• TASK DETAILS:
In the entries below, find the string "dark" and return each line holding it.
....
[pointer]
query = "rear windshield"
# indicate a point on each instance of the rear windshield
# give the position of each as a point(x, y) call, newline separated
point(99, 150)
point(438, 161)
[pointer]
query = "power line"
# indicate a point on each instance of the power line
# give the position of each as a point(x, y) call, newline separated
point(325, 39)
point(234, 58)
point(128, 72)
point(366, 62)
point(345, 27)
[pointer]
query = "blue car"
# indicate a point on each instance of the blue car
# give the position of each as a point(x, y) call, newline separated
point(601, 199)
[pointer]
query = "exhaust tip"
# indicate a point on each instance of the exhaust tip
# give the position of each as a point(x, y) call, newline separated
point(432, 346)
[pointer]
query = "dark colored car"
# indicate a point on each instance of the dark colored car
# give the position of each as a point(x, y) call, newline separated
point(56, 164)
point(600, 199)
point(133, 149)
....
• EXERCISE OUTPUT:
query = "dark colored car"
# indicate a point on each instance of the dark colored car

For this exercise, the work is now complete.